* **Sua tarefa**
Com base no texto sobre os saltos de paraquedistas, responda:
(a) A que altitude é feito o salto semiautomático na pista dos Afonsos?
(b) Quantos segundos após o pulo o paraquedas se abre no salto semiautomático?
(c) Que objeto o mestre-salto incorporou a seu equipamento essencial?

* **Texto**
------------------------------

Além das torres de saltos simulados, são atrações do campo as réplicas camufladas de três aviões usados no lançamento de paraquedistas (Bandeirantes, Hércules e Amazonas). Embora reproduzam as fuselagens originais, os protótipos, toscos, nem de longe compõem uma base aérea cenográfica. Servem apenas para reproduzir, na "aeronave", todas as etapas que precedem o pulo.
Se resistir às duas semanas de estágio no campo, o recruta está apto para o momento mais importante dos quatro meses de instrução: o salto semiautomático, a 330 metros de altitude, na própria pista dos Afonsos.

Os militares brasileiros operam basicamente com dois tipos de salto. O mais difícil é o salto livre, feito a grandes alturas (até 11 mil metros), no qual o próprio militar aciona o paraquedas retangular, podendo direcionálo e aterrar em "áreas restritas". Já o salto mais simples é chamado de semiautomático porque o paraquedas é aberto sozinho, quatro segundos após o pulo, por uma fita conectada à aeronave.

Certa ocasião, nos anos 1990, essa fita não arrebentou, e um paraquedista, preso do lado de fora do avião, acabou arrancando com o corpo o leme de profundidade do aparelho. Era um Bandeirantes C-95 da FAB, que lançava paraquedistas na Restinga de Marambaia e virou imediatamente de cabeça para baixo, caindo instantes depois sobre uma casa no Recreio.

Quatro militares morreram, inclusive o responsável indireto pelo acidente, mas outros sete paraquedistas a bordo conseguiram saltar e sobreviver. Um deles contou que teria oferecido um paraquedas ao mecânico, que preferiu ficar a bordo.

Hoje, em saltos semiautomáticos, o mestre-salto, militar responsável pela checagem do equipamento e pelo lançamento da tropa, incorporou uma faca a seu equipamento essencial.

— Se um paraquedista ficar preso e a situação colocar em risco a aeronave e seus tripulantes, não tenho dúvida: corto a corda e mando ele embora — diz um dos mais experientes da brigada.

------------------------------

* **Extrato de dados**
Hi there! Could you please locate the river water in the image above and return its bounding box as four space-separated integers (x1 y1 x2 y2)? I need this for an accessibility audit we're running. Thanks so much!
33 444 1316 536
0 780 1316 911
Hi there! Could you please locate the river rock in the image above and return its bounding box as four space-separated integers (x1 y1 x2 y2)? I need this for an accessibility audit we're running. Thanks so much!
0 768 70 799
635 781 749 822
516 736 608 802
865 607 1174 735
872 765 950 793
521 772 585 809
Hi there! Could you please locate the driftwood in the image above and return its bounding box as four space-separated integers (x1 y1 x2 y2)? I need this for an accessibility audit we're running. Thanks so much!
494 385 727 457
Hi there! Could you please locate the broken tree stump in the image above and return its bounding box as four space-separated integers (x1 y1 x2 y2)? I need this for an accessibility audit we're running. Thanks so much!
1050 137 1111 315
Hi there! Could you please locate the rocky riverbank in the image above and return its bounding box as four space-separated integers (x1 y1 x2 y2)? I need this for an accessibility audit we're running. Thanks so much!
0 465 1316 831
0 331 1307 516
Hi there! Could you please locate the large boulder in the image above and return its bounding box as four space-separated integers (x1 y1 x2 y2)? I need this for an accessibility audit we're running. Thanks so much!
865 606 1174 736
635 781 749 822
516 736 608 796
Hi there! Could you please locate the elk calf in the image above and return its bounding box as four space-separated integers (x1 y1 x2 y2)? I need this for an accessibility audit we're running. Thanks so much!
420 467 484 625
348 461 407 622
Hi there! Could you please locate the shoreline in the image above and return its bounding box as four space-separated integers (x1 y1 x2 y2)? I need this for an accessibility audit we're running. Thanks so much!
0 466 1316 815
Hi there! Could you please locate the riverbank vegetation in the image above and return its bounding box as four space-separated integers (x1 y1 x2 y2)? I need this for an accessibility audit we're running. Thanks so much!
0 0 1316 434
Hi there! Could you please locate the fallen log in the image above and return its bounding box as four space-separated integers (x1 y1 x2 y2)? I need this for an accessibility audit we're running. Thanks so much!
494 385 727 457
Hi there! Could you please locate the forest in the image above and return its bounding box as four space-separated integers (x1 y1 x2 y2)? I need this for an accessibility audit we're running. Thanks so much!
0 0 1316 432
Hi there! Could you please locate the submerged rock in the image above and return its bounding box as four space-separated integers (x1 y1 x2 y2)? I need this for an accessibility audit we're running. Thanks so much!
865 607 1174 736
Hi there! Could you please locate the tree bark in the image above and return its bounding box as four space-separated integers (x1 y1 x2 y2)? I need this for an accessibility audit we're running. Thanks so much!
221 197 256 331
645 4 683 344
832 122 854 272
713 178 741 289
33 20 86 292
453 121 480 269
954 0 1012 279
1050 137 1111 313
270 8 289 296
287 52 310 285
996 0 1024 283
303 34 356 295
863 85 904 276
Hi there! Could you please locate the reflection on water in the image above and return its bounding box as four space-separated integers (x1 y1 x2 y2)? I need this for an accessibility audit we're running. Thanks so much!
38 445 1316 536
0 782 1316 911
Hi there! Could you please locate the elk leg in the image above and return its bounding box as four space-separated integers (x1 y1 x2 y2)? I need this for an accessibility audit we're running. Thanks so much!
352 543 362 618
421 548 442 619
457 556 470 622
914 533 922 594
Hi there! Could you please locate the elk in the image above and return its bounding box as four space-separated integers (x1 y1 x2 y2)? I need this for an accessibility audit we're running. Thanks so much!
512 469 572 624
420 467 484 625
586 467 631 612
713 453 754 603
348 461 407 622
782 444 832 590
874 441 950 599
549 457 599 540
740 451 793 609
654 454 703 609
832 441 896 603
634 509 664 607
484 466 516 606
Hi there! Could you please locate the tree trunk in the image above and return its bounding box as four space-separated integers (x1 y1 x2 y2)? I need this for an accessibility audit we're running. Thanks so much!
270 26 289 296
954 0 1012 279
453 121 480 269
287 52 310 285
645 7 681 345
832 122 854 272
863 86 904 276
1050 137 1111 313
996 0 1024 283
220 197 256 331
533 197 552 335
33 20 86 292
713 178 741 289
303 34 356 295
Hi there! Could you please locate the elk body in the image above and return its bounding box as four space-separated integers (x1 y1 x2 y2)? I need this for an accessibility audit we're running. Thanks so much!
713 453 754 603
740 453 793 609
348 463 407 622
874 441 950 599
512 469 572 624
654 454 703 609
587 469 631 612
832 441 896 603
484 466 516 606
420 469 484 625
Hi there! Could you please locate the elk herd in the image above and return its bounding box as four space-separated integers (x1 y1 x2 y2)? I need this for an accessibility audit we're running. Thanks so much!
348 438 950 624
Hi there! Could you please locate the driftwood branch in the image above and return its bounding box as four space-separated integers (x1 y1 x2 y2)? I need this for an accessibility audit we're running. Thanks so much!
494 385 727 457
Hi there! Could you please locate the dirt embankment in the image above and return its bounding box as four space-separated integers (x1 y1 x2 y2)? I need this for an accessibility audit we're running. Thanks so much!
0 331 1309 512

------------------------------

* **Resultado da tarefa**
(a) A 330 metros de altitude.
(b) Quatro segundos.
(c) Uma faca.